### Excerpt

--*--

- Cover to issue #1 of Northlanders (December 2007), art by Massimo Carnevale.

Publication information
- Publisher: Vertigo
- Schedule: Monthly
- Format: Ongoing series
- Genre: Historical;
- Publication date: February 2008 – April 2012
- No. of issues: 50

Creative team
- Created by: Brian Wood
- Written by: Brian Wood
- Artist(s): Davide Gianfelice Massimo Carnevale Dean Ormston Ryan Kelly Vasilis Lolos Danijel Žeželj Leandro Fernández
- Letterer: Travis Lanham
- Colorist(s): Dave McCaig Dean Ormston
- Editor(s): Mark Doyle Will Dennis Casey Seijas

Collected editions
- Sven the Returned: ISBN 1401219187
- The Cross + the Hammer: ISBN 140122296X

= Northlanders =

American comic book series

Northlanders is an American comic book series published by DC Comics under their Vertigo imprint. The stories are fictional but set in and around historical events during the Viking Age.

--*--

### Information provided
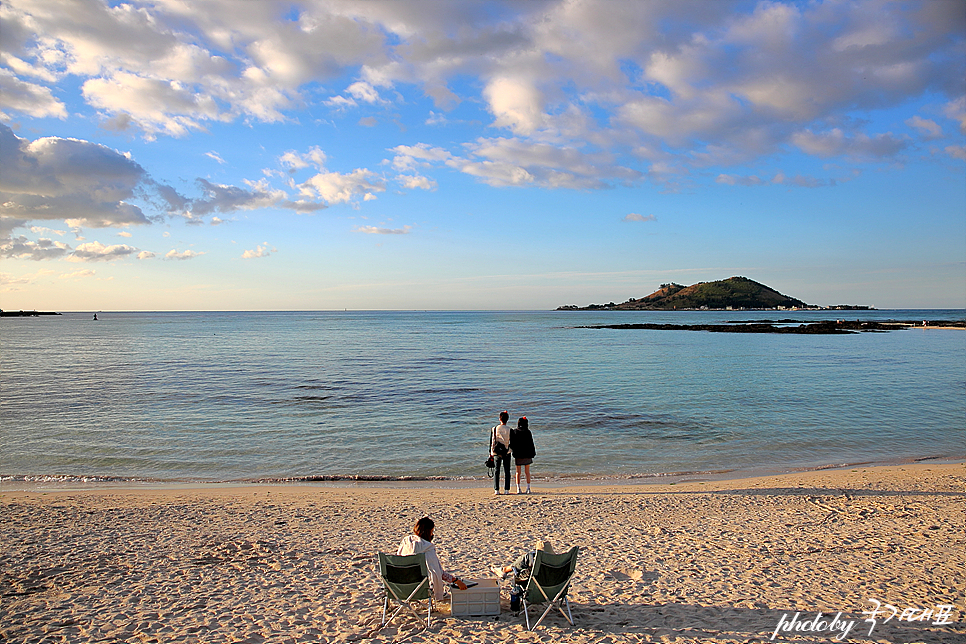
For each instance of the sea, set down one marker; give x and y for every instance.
(186, 397)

--*--

### Problems
1. Answer these from the Northlanders text:
(a) Who is credited as letterer?
(b) How many issues did the series run?
(c) Under which imprint did DC Comics publish it?
2. Please write a continuation of the Northlanders text, starting after its final sentence.

### Results in order
1.
(a) Travis Lanham
(b) 50
(c) Vertigo

2.
Northlanders is written by Brian Wood, illustrated by various artists on a per storyline basis, and with painted cover art by Massimo Carnevale. The first issue of the series was published on December 5, 2007.

The series was canceled by Vertigo on April 11, 2012, at issue #50.

==Plot==
Northlanders alternates long and short story arcs, each of which deals with a different protagonist in a different time period within the Viking Age.

The first story arc, "Sven the Returned", runs through issues #1–8 and is set in A.D. 980. It follows a self-exiled Viking warrior named Sven who has been serving in the Byzantine Varangian Guard, and is now returning to his birth region in the Orkney Islands in order to reclaim his rightful inheritance.

The second arc, "Lindisfarne", runs through issues #9 and 10, and is about a young boy and the sacking of the Lindisfarne monastery in A.D. 793, the beginning of the Viking Age.

The third arc, "The Cross + The Hammer", runs through issues #11–16 and is set around Dublin, Ireland circa the Battle of Clontarf, which took place in A.D. 1014; it deals with the pursuit of an Irishman and his daughter who attacks the occupying Viking forces using guerrilla tactics.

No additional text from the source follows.